- **CONSIGNE**: Repérez dans les entrées ci-dessous chaque ligne qui contient la chaîne « draw » et recopiez-la. La casse compte.

Données de segmentation des régions
↓
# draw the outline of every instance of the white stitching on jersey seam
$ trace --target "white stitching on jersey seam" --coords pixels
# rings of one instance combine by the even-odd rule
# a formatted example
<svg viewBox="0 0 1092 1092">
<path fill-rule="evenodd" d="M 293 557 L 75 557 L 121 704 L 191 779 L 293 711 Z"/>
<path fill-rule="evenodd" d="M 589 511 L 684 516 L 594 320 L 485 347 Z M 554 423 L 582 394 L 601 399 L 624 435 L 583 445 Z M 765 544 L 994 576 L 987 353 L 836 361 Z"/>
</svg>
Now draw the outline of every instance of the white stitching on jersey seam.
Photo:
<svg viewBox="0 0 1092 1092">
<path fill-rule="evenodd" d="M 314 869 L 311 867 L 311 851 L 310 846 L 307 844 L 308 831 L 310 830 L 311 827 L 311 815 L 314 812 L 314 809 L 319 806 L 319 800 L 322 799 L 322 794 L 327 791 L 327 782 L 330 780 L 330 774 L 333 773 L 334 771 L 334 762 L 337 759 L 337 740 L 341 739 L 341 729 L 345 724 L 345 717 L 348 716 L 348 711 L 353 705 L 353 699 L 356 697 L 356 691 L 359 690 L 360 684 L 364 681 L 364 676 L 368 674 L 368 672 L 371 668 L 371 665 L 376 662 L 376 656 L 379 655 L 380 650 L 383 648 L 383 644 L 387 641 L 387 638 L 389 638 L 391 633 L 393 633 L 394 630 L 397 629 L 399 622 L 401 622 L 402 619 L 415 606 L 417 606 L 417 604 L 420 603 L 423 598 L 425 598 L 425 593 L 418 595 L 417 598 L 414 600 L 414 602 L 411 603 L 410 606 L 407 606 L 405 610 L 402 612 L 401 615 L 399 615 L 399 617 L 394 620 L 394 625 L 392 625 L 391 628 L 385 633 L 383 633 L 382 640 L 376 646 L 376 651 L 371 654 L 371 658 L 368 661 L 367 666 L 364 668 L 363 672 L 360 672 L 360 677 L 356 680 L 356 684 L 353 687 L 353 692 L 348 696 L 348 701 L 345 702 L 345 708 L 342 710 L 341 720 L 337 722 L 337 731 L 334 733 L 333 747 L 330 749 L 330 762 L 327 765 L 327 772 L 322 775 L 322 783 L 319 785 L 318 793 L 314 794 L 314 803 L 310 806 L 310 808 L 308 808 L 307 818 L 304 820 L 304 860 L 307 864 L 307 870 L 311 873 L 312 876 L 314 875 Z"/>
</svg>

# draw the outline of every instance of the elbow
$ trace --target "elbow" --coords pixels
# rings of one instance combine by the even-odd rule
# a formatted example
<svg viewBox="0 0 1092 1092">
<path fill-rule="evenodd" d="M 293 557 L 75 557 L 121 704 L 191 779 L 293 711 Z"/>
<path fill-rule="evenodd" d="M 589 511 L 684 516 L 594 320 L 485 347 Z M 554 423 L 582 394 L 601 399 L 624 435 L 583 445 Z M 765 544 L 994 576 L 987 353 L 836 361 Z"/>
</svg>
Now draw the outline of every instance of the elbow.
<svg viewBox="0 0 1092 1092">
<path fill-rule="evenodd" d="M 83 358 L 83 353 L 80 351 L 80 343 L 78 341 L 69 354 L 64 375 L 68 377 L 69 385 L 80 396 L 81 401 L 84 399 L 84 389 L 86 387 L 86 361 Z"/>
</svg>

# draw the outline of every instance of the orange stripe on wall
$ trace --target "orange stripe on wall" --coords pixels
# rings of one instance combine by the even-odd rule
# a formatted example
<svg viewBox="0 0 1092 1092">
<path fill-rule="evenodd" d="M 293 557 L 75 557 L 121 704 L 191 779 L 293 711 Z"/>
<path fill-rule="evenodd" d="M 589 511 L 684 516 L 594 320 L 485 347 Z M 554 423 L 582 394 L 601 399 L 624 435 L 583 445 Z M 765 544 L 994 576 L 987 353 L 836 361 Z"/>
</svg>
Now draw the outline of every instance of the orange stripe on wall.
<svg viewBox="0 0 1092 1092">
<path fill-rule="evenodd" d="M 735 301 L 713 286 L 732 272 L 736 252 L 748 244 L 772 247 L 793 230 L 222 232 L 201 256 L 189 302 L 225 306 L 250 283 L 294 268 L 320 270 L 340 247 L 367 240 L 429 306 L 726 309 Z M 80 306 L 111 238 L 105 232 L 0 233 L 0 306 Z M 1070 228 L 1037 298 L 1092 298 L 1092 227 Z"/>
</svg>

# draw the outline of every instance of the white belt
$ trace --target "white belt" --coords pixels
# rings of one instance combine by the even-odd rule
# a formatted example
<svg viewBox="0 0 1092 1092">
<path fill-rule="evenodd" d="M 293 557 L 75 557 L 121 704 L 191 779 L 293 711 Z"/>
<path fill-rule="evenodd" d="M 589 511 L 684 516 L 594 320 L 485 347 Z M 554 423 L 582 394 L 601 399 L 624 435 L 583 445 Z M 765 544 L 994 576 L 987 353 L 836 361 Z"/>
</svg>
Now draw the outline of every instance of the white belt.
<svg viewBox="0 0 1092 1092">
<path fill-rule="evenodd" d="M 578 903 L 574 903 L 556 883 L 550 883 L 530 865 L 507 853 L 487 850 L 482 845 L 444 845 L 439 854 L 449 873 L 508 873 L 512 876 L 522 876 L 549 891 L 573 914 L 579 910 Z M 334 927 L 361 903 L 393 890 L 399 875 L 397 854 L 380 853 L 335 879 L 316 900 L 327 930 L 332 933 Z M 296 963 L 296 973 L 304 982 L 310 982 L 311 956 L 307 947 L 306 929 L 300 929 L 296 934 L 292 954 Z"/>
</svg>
↑
- **RÉPONSE À L'EXERCICE**:
# draw the outline of every instance of the white stitching on jersey seam
Now draw the outline of every instance of the white stitching on jersey seam.
# draw the outline of every instance of the elbow
Now draw the outline of every instance of the elbow.
# draw the outline of every instance of the orange stripe on wall
Now draw the outline of every instance of the orange stripe on wall.
# draw the outline of every instance of the white belt
Now draw the outline of every instance of the white belt.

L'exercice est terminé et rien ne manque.